TASK DIRECTIONS:
Pick out every line below that contains the string "woman", matching case exactly, and copy each one.

** Begin RECORDS FOR THIS TASK **

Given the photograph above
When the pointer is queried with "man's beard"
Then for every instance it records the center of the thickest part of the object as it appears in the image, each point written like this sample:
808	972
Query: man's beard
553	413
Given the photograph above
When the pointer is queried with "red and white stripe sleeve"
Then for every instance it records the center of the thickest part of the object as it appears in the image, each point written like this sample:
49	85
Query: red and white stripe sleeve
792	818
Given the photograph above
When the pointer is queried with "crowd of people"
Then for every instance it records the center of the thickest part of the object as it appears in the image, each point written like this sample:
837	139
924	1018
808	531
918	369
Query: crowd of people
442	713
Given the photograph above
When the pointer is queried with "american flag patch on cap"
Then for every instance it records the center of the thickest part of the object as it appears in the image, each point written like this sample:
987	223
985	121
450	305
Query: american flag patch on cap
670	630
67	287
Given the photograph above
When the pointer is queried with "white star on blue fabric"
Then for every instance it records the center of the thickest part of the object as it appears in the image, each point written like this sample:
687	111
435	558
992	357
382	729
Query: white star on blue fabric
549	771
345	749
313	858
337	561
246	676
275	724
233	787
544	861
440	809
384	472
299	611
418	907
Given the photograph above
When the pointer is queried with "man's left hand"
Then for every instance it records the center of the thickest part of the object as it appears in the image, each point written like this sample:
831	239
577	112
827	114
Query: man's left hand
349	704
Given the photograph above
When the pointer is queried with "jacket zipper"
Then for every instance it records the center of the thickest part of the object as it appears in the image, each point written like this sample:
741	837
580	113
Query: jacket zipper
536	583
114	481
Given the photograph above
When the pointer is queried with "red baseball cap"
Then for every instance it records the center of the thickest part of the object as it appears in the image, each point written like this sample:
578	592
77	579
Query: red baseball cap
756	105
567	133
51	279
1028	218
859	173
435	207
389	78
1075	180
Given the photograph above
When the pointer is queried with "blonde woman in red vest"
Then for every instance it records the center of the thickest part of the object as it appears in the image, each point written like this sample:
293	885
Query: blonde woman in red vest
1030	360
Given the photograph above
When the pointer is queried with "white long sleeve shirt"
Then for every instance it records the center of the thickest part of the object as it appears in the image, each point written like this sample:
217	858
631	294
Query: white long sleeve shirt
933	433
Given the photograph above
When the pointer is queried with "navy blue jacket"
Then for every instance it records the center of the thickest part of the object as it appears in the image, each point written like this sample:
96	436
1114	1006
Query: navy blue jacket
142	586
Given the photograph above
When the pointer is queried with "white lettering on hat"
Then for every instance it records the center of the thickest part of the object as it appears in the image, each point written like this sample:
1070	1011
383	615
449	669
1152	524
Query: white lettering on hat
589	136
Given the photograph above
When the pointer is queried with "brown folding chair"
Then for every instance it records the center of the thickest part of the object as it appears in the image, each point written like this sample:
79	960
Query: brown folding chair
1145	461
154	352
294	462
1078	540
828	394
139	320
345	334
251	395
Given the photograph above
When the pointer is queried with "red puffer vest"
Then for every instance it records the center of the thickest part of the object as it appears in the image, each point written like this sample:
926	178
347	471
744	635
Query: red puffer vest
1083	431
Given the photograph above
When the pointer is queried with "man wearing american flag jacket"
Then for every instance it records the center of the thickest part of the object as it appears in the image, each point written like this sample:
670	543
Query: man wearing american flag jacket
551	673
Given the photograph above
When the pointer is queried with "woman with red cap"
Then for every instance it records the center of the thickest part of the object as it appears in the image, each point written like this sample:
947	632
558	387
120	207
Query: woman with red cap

** End RECORDS FOR THIS TASK **

TASK OUTPUT:
When the pointer is queried with "blonde woman in red vest"
Query: blonde woman in red vest
When the pointer is queried with "woman with red cap"
Query: woman with red cap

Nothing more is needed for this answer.